* ÉNONCÉ:
D'après le passage sur les données personnelles comme enjeu géopolitique, à quoi les États peuvent-ils faire servir les données personnelles ? Donnez tous les usages énumérés.

* PASSAGE ÉTUDIÉ:

Chapitre IV. Entre protection individuelle et enjeux géopolitiques
La question des données personnelles ne se limite pas à la sphère privée : elle est devenue un enjeu géopolitique central, à l’intersection de la sécurité nationale, de la compétitivité économique et des droits fondamentaux. La protection des données s’inscrit désormais dans un rapport de force mondial, opposant différents modèles de société et différentes visions du numérique.
Section 1 . Les données personnelles comme outil de domination ou de résilience étatique
Les États ont bien compris que la maîtrise des données – y compris personnelles – est devenue un levier de puissance stratégique. Ceux qui contrôlent les flux de données ont la capacité d’influencer, de surveiller ou de contraindre d’autres acteurs, qu’il s’agisse d’individus, d’entreprises ou même d’États. C’est pourquoi la souveraineté numérique est devenue une priorité pour de nombreuses puissances [19].
Dans cette optique, les données personnelles peuvent servir à :
- Renforcer la sécurité nationale, par le biais de systèmes de surveillance de masse ;
- Développer une industrie numérique nationale, en limitant la dépendance aux géants étrangers ;
- Imposer un modèle politique, comme c’est le cas en Chine, où la surveillance numérique est intégrée à un système de gouvernance autoritaire.

* ÉCHANTILLON DE DONNÉES:
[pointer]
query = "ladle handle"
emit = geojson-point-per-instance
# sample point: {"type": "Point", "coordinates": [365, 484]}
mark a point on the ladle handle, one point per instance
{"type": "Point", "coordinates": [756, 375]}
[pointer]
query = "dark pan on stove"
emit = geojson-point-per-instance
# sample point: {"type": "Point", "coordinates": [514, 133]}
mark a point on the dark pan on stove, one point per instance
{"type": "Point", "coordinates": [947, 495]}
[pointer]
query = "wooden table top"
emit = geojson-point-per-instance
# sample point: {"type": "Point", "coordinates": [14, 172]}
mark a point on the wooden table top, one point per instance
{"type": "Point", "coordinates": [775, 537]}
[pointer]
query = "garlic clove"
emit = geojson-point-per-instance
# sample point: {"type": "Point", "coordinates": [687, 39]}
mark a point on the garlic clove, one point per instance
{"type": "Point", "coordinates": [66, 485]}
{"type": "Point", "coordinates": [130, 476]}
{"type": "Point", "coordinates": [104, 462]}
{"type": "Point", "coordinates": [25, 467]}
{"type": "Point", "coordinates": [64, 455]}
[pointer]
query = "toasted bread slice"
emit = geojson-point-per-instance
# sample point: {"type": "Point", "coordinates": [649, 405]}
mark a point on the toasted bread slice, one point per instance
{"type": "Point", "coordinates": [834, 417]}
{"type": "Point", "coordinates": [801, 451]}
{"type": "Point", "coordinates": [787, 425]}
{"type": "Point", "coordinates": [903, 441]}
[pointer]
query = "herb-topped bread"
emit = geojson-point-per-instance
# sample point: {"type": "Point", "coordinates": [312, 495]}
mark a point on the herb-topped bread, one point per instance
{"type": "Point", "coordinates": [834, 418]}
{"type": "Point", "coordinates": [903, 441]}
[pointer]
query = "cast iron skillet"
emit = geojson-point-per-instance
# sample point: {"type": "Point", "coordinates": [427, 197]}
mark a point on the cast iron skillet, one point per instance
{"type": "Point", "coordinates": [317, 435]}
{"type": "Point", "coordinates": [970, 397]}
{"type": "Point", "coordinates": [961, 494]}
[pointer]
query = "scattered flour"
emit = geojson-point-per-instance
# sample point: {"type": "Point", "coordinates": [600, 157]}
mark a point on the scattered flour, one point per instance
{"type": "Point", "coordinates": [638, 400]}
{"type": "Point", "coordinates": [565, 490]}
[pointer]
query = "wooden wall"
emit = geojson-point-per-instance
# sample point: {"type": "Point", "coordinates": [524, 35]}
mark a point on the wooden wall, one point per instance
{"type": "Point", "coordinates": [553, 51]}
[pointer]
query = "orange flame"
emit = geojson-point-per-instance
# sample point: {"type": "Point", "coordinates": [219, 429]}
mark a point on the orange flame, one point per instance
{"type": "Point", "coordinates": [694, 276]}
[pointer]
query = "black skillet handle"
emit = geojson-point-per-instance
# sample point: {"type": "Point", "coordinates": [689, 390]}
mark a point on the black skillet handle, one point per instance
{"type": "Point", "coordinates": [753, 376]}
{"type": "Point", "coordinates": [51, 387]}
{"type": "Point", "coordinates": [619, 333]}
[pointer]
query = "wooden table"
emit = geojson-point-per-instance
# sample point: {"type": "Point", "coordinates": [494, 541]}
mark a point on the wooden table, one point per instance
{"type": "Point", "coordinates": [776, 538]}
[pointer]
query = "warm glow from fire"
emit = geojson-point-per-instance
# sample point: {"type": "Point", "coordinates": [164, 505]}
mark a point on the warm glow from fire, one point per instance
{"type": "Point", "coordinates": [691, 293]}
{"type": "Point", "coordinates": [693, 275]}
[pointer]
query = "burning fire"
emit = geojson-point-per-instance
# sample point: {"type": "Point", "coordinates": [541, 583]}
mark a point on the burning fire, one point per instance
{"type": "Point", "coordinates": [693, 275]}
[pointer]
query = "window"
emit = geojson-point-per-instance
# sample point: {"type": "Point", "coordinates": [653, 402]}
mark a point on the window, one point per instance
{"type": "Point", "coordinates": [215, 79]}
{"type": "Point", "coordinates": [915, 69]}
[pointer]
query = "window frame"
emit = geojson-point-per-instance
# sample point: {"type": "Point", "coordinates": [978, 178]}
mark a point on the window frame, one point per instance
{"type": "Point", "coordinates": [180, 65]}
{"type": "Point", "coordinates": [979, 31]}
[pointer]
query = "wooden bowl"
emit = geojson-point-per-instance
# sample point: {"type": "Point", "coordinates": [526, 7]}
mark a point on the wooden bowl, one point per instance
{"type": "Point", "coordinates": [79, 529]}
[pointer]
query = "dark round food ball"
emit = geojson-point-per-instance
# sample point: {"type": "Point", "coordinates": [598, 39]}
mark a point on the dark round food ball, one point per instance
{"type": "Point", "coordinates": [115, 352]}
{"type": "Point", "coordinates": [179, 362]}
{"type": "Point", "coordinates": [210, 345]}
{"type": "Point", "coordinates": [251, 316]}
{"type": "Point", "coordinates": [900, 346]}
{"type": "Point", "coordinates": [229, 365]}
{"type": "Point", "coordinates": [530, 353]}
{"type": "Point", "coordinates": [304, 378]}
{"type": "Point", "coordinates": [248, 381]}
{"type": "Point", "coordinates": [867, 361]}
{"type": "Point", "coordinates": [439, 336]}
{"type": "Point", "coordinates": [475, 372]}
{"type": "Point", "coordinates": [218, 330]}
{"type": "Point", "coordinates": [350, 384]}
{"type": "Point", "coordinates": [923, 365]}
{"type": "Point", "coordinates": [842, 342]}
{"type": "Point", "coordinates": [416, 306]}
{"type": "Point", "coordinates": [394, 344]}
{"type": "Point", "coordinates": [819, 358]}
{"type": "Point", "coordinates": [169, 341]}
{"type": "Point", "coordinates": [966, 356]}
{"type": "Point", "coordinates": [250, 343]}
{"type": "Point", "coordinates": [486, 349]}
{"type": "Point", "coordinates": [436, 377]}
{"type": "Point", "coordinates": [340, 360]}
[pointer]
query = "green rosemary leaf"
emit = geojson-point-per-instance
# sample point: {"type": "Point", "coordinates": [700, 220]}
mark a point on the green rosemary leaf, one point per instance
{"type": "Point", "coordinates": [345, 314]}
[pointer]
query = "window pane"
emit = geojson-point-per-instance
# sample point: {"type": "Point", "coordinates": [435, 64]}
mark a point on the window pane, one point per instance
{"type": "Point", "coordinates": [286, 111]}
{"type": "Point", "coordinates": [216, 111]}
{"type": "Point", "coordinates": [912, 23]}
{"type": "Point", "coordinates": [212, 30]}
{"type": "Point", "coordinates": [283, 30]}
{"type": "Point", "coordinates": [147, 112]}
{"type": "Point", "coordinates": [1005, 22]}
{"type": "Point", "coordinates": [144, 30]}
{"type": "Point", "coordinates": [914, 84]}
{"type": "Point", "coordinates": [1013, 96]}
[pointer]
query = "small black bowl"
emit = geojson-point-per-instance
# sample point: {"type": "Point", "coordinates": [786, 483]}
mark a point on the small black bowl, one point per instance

* CORRIGÉ:
- Renforcer la sécurité nationale, par le biais de systèmes de surveillance de masse
- Développer une industrie numérique nationale, en limitant la dépendance aux géants étrangers
- Imposer un modèle politique, comme c'est le cas en Chine, où la surveillance numérique est intégrée à un système de gouvernance autoritaire